_Passage provided:_
──────

The formulas used to calculate the Arrhenius parameters (A, B, and n) for predicting site-specific temperature-dependent rate coefficients given by eqn (1), based on the original E-state method, are provided in Tables SI-2 and SI-3 (McGillen et al., 2024)¹⁸ and in the SI-3 of this work in a copy/paste format for use in Excel or other programs. Optimized values of α_j and β_j are presented in Table 2. A flow diagram describing this algorithm is provided in Fig. 5. Note that several alternative algorithms were tested, including allowing for only monocyclic and also the possibility of including tricyclic complexes, but we selected the present approach based on general good performance and comparative simplicity. Detailed calculations for the example molecules in Fig. 3 are provided in SI-4. In all cases, this algorithm represents a modular upgrade to the original E-state code, leaving the previous parameterization unchanged. It should be noted that future upgrades of the original algorithm may be needed for further improvements. Our rationale for keeping k_base unchanged is that it allows us to observe the effects of structure and substitution in etheric molecules compared with their alkane and haloalkane analogues.

──────

_Data section:_
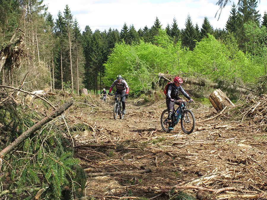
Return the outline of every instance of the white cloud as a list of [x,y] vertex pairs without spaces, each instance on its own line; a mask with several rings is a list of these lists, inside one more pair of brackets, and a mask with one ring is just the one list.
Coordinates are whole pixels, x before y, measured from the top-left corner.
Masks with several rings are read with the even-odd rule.
[[[236,2],[238,0],[232,1]],[[88,25],[93,31],[98,29],[101,31],[110,28],[119,31],[126,23],[129,27],[133,24],[136,31],[147,25],[150,28],[154,24],[156,17],[165,28],[169,23],[171,27],[175,17],[179,28],[185,27],[185,23],[189,14],[192,22],[197,23],[201,28],[204,18],[206,16],[214,28],[225,28],[230,15],[232,5],[229,4],[223,9],[219,20],[214,17],[219,9],[214,0],[44,0],[47,5],[48,12],[55,20],[60,11],[63,15],[68,4],[76,18],[82,31]],[[258,9],[263,16],[267,10],[267,2],[261,2]]]

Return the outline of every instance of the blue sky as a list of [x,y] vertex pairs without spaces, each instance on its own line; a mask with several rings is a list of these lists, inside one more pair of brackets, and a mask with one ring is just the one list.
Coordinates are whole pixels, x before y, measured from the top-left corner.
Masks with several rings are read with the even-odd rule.
[[[197,23],[200,28],[206,16],[214,28],[223,29],[233,3],[236,4],[238,1],[232,0],[223,9],[219,20],[218,16],[215,17],[219,8],[216,5],[217,0],[44,0],[44,3],[55,20],[59,11],[63,14],[68,4],[82,31],[88,25],[93,32],[97,29],[108,31],[110,28],[120,32],[125,23],[128,27],[133,25],[136,31],[146,25],[150,28],[156,17],[163,28],[168,24],[171,27],[175,18],[181,29],[185,28],[188,15],[194,25]],[[261,0],[257,9],[263,16],[267,11],[267,1]]]

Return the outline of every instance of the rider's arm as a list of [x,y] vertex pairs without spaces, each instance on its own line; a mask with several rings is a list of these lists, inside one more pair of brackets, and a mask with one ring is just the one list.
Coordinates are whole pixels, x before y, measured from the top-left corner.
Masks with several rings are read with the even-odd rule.
[[123,81],[123,86],[126,88],[126,94],[129,93],[129,86],[128,86],[128,84],[125,81]]
[[183,95],[187,98],[189,100],[190,100],[191,99],[191,97],[189,97],[188,94],[185,92],[185,90],[181,86],[180,86],[180,91],[183,94]]
[[109,92],[111,92],[111,91],[112,91],[112,89],[113,89],[113,88],[116,85],[117,82],[117,80],[115,80],[115,81],[113,82],[113,83],[111,85],[111,86],[110,86],[110,88],[109,88]]
[[171,87],[171,84],[169,84],[169,85],[168,87],[168,89],[167,90],[166,95],[167,95],[167,97],[169,99],[171,99],[171,91],[172,88]]

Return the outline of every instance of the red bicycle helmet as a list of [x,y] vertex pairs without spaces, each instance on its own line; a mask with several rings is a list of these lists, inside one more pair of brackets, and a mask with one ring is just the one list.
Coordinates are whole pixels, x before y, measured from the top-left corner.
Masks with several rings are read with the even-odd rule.
[[173,81],[174,82],[180,84],[183,82],[183,80],[179,76],[176,76],[174,78],[174,79],[173,79]]

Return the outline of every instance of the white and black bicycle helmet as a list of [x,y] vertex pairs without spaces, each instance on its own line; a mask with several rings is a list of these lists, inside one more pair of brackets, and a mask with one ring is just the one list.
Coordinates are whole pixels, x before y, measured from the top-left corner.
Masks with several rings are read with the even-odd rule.
[[120,79],[121,79],[121,75],[120,75],[119,74],[117,76],[117,79],[118,80],[120,80]]

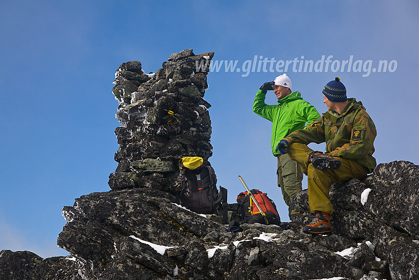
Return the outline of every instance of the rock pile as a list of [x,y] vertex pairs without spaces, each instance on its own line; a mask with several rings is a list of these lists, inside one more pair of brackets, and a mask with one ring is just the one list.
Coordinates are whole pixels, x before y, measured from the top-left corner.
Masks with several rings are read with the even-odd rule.
[[173,193],[179,189],[181,158],[212,155],[211,105],[204,95],[213,55],[185,50],[149,74],[139,61],[119,66],[112,92],[123,126],[115,130],[120,148],[115,155],[119,164],[109,176],[111,189],[146,187]]
[[[112,190],[63,208],[58,244],[70,256],[3,250],[0,279],[419,279],[419,166],[411,162],[380,164],[362,181],[333,185],[330,236],[258,224],[227,232],[219,217],[174,203],[178,159],[211,155],[209,117],[199,106],[209,108],[201,98],[206,74],[190,71],[193,58],[208,54],[174,54],[152,78],[138,62],[121,65],[113,92],[124,126]],[[164,109],[178,114],[177,125]],[[293,198],[302,225],[311,219],[307,201],[307,191]]]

──────

_Exercise instructions:_
Using the E-state method passage, answer each question below.
(a) Where are the optimized values of α_j and β_j presented?
(b) Which alternative algorithms were tested besides the selected approach?
(c) What reason does the passage give for keeping k_base unchanged?

_Full output:_
(a) They are presented in Table 2.
(b) One alternative allowed for only monocyclic complexes, and another allowed for the possibility of including tricyclic complexes.
(c) Keeping k_base unchanged makes it possible to observe the effects of structure and substitution in etheric molecules compared with their alkane and haloalkane analogues.